Named-object pointing entries
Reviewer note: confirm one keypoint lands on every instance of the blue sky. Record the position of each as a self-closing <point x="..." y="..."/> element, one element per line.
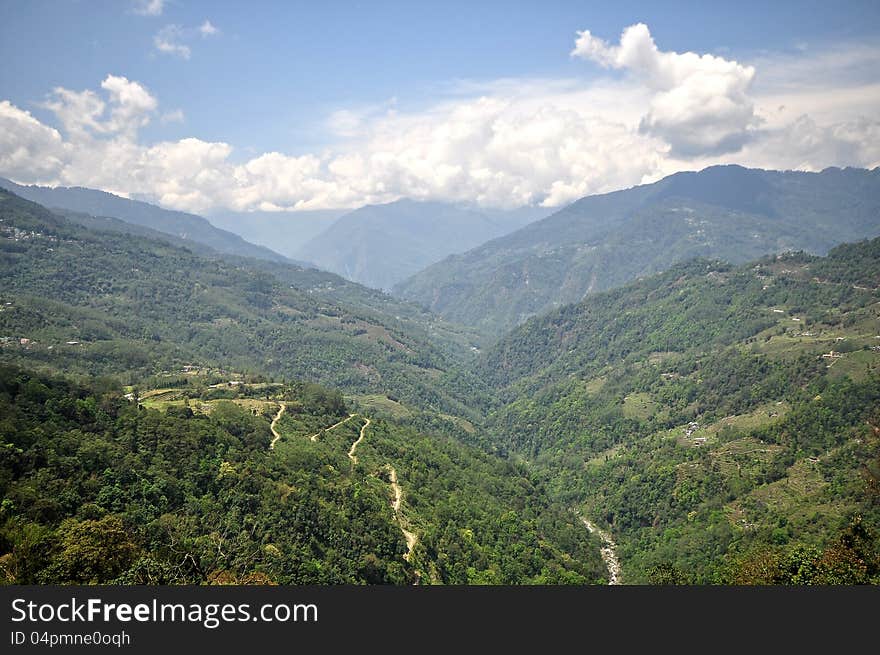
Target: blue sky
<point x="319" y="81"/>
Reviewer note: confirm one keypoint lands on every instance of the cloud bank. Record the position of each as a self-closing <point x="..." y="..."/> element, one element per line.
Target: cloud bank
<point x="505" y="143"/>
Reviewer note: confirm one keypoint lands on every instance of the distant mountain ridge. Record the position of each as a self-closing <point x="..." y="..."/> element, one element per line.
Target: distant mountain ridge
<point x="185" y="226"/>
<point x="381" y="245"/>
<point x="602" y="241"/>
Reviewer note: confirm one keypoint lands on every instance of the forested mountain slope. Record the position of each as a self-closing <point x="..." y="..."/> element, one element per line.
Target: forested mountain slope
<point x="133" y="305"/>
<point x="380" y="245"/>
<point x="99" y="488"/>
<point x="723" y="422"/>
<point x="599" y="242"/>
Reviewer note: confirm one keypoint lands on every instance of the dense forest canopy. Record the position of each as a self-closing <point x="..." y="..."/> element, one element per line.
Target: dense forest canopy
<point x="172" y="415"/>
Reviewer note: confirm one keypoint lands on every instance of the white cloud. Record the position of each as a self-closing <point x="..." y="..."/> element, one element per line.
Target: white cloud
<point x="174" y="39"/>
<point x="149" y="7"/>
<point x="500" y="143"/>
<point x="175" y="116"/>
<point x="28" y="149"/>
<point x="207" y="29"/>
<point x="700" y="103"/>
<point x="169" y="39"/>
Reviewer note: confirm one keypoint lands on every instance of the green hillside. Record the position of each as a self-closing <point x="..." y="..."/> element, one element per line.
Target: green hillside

Short task →
Can you copy every entry above word for word, leaving out the pictures?

Result →
Reviewer note: confirm one keypoint lands on every instance of the blue sky. Record the position of each as a self-closing <point x="..." y="..."/> element, one element per line.
Target: blue sky
<point x="319" y="81"/>
Reviewer note: confirm one keypoint lands on every instance of the cloud bank. Record the position of each as a self-closing <point x="..." y="..."/> element, one element per line.
Target: cloud bank
<point x="505" y="143"/>
Reviewer note: confirm one keypoint lands on every instance of the distant mountain ridge. Record the position of each as a self-closing <point x="..." y="..."/> element, one element per line.
Target: distant mountain ridge
<point x="185" y="226"/>
<point x="381" y="245"/>
<point x="602" y="241"/>
Reviewer note: confirm one keypoint lands on every instance of the forested mountain slope. Record the position of each as a self-closing <point x="..." y="..."/> element, one element per line.
Target: forested mountain slope
<point x="133" y="305"/>
<point x="380" y="245"/>
<point x="99" y="488"/>
<point x="723" y="422"/>
<point x="599" y="242"/>
Reviewer note: confirm one keypoint lands on every instance of the dense forest canopy. Record the position of each as a self-closing <point x="..." y="..."/> element, one element per line.
Target: dense forest canopy
<point x="172" y="415"/>
Reviewer note: confirm one keypoint lands on every instance of the white cloud. Record the position of each as a self-closing <point x="..." y="..."/> element, one element per line.
Target: white cloud
<point x="174" y="39"/>
<point x="149" y="7"/>
<point x="500" y="143"/>
<point x="175" y="116"/>
<point x="28" y="149"/>
<point x="207" y="29"/>
<point x="700" y="103"/>
<point x="169" y="39"/>
Reviewer note: confirm one keypoint lands on every instance of the green hillside. Record the position of each as a self-closing <point x="..." y="..."/> element, one element per line.
Target: green hillside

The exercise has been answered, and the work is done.